▸ Goal: Copy out all of the data below, changing every "integer pairs" to "whole-number pairs" and leaving everything else as it is.

▸ Supplied entries:

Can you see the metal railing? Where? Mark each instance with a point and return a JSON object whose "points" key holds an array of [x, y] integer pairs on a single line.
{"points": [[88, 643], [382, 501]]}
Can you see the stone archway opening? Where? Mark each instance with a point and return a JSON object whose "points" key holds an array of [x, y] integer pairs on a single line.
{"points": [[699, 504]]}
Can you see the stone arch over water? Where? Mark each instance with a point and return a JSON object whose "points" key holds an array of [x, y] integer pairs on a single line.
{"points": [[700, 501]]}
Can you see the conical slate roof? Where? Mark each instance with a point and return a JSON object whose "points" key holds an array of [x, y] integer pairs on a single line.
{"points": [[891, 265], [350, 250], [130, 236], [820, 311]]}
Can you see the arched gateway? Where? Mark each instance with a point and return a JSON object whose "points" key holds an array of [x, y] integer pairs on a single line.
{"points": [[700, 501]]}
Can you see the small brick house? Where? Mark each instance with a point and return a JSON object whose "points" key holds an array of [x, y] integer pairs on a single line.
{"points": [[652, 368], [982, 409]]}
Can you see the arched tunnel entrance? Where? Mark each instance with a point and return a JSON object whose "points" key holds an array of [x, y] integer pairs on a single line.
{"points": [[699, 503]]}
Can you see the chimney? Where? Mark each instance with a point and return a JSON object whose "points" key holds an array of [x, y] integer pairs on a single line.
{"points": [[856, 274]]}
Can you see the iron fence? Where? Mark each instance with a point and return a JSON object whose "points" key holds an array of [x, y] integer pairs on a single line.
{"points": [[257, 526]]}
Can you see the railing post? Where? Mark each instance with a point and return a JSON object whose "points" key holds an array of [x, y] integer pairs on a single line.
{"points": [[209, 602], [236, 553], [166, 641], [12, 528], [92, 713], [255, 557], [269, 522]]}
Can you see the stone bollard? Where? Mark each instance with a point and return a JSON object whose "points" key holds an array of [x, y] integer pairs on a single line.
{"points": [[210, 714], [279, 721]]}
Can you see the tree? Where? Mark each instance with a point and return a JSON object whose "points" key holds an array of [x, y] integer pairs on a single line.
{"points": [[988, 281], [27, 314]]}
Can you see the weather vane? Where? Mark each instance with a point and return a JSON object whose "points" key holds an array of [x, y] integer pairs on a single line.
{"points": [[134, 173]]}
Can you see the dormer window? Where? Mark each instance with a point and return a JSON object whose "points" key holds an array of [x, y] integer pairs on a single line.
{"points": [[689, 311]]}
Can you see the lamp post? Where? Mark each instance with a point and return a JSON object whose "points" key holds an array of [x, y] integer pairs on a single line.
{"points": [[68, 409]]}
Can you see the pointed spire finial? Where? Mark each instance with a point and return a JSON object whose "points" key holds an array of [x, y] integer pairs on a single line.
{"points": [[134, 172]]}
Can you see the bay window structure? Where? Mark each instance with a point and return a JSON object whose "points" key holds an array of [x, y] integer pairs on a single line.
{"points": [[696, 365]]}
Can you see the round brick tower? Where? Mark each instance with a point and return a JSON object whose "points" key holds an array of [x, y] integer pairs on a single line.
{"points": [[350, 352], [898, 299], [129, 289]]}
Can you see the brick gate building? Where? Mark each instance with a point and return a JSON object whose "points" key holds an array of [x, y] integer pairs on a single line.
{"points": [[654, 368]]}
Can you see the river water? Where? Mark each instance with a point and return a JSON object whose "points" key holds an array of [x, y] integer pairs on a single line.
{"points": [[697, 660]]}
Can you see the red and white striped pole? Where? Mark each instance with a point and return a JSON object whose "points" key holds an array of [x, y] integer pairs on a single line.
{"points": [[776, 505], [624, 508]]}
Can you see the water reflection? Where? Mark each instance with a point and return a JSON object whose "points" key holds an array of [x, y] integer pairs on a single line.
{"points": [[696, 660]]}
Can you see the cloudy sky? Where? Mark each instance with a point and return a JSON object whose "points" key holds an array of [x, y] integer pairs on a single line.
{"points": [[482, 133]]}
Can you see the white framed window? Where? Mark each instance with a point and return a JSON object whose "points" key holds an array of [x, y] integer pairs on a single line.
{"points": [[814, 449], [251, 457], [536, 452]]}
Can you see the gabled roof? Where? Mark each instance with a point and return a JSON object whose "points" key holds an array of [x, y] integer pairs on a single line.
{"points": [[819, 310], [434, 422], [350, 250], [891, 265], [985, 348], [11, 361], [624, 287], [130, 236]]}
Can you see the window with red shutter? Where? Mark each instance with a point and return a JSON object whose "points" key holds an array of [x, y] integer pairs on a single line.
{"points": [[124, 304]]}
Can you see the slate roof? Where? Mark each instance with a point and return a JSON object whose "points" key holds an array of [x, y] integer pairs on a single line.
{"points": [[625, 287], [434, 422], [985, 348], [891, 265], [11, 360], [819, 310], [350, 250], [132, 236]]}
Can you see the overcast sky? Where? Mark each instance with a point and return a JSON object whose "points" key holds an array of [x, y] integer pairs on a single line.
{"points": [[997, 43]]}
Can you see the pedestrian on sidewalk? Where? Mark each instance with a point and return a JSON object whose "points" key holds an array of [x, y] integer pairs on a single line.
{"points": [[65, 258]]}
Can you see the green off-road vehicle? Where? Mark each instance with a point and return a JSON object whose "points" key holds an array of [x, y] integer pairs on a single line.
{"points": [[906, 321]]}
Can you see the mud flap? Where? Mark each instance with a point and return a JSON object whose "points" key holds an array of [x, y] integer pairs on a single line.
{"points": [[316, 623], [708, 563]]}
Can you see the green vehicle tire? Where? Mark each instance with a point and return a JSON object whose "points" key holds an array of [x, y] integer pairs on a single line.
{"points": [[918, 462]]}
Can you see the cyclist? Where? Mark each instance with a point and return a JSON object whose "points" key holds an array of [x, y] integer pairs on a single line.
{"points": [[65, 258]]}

▸ Exercise response:
Can you see the metal railing? Where? Mark each instance with a point and return a JSON object whose "points" key holds an array of [x, y] whole-number pairs on a single line.
{"points": [[88, 643], [382, 501]]}
Can you see the stone archway opening? Where? Mark each instance with a point and return a JSON object whose "points" key holds an array of [x, y] whole-number pairs on a single line.
{"points": [[699, 504]]}
Can you see the stone arch over water? Where? Mark each instance with a point and return a JSON object whose "points" key holds an array of [x, y] whole-number pairs on a single line.
{"points": [[700, 501]]}
Can you see the conical slate roof? Where? Mark each instance with a point and return a JSON object whose "points" key holds an array of [x, y] whole-number pairs on a single line.
{"points": [[891, 265], [350, 250], [130, 236], [820, 311]]}
Can you see the arched gateway? Where? Mark each instance with a point and return a JSON object whose "points" key holds an array of [x, y] whole-number pairs on a single line.
{"points": [[700, 501]]}
Can you see the small brick house? Where? Mark each instance with a point and return a JSON object whose "points" key holds an array of [x, y] whole-number pairs on a single line.
{"points": [[652, 368], [982, 409]]}
Can you see the arched tunnel entrance? Where? Mark each instance with a point and return a JSON object whose "points" key holds an array of [x, y] whole-number pairs on a single line.
{"points": [[699, 503]]}
Can you see the chimney? Where? Mark each instance with a point and return a JSON object whose "points" key holds an array of [x, y] whole-number pairs on a single line.
{"points": [[856, 274]]}
Can you see the iron fence? Where? Mark each instance with a point and return a JSON object whose "points" key holds an array of [x, y] whole-number pairs on a single line.
{"points": [[257, 526]]}
Can you see the railing post? Where? Mark each instance with a point and return a JSON object whose "points" key holds an array of [x, y] whole-number pairs on a single line.
{"points": [[209, 602], [236, 553], [166, 641], [12, 528], [92, 713], [255, 557], [269, 522]]}
Can you see the stone bollard? Where? Mark each instance with a point and return a JSON object whose "points" key holds an array of [x, y] whole-number pairs on a single line.
{"points": [[210, 714], [279, 721]]}
Can you see the tree? Where? Mark each instance with a point and return a JSON object whose "points" key holds an array of [x, y] whole-number pairs on a single line.
{"points": [[988, 281], [27, 314]]}
Can you see the weather vane? Where? Mark each instance with a point and return a JSON object whose "points" key holds an array of [x, y] whole-number pairs on a single line.
{"points": [[134, 173]]}
Can you see the dormer window? Where? Mark each instance with a point and return a JSON object whose "points" key holds an array of [x, y] whole-number pairs on a single line.
{"points": [[689, 311]]}
Can you see the lamp post? Where? Mark each instance with a point and return a JSON object whose "points" key holds an array of [x, y] whole-number pairs on a single line.
{"points": [[68, 409]]}
Can you see the pointed spire finial? Where? Mark each instance with a point and return a JSON object whose "points" key holds an array of [x, y] whole-number pairs on a single line.
{"points": [[134, 172]]}
Can you see the bay window structure? Where? Mark each instance with a point and return a JSON object whose "points" key holds an array of [x, y] whole-number pairs on a single line.
{"points": [[696, 365]]}
Can you see the round brick tower? Where? Mark each instance with a point and return a JSON object whose "points" key holds an array of [x, y] whole-number pairs on a single line.
{"points": [[350, 352], [898, 299], [129, 289]]}
Can you see the brick gate building? Where? Mark each instance with a point and return a JSON object whose "points" key holds an array of [x, y] whole-number pairs on a single line.
{"points": [[654, 368]]}
Can you see the river water? Where? Mark each instance with a point and return a JSON object whose "points" key holds an array of [x, y] whole-number pairs on a single line.
{"points": [[697, 660]]}
Can you see the red and white striped pole? Where? Mark each instance with a point and return a JSON object whose "points" key holds an array of [x, y] whole-number pairs on a single line.
{"points": [[776, 505], [624, 508]]}
Can you see the water reflection? Where? Mark each instance with a point and return a JSON object whose "points" key holds an array of [x, y] whole-number pairs on a single line.
{"points": [[696, 660]]}
Can you see the cloudy sky? Where? Mark each instance with a point and return a JSON object whose "points" key holds an array of [x, y] whole-number pairs on a single line.
{"points": [[482, 133]]}
Can you see the white framed window? Where? Mark each instance with a point and return a JSON object whose "points" key holds an array of [x, y] whole-number pairs on a single line.
{"points": [[814, 449], [251, 457], [536, 452]]}
Can you see the gabled roof? Where? Mark each instance with a point and return a JSON object whose "points" key holds an array of [x, y] whole-number pairs on a single line.
{"points": [[819, 310], [434, 422], [350, 250], [891, 265], [985, 348], [11, 361], [624, 287], [130, 236]]}
Can you see the window with red shutter? Where? Mark each instance with a point and return a JSON object whose "points" key holds an array of [x, y] whole-number pairs on a single line.
{"points": [[124, 304]]}
Can you see the slate roof? Where? Mark each instance with a point and return a JSON object whose "points" key holds an array of [x, y] whole-number pairs on a single line.
{"points": [[625, 287], [434, 422], [985, 348], [891, 265], [11, 360], [819, 310], [350, 250], [132, 236]]}
Can you see the overcast sky? Where? Mark each instance with a point and return a JSON object whose "points" key holds an array of [x, y] whole-number pairs on a single line.
{"points": [[997, 43]]}
Can you see the pedestrian on sidewalk? Where? Mark each instance with a point and return a JSON object whose "points" key holds an array of [x, y] whole-number pairs on a single line.
{"points": [[65, 258]]}
Can you see the green off-road vehicle? Where? Mark each instance with a point and return a JSON object whose "points" key holds an array of [x, y] whole-number pairs on a single line.
{"points": [[906, 321]]}
Can you see the mud flap? Where? Mark each instance with a point and return a JSON object whose "points" key holds an array of [x, y] whole-number pairs on a single line.
{"points": [[316, 623], [708, 563]]}
Can you see the green vehicle tire? Where? Mark each instance with a point and return a JSON object whose "points" key holds an array of [x, y] whole-number pairs on a single line.
{"points": [[918, 462]]}
Can you see the cyclist? Where? Mark each instance with a point and return a JSON object whose "points" key holds an array of [x, y] whole-number pairs on a single line.
{"points": [[65, 258]]}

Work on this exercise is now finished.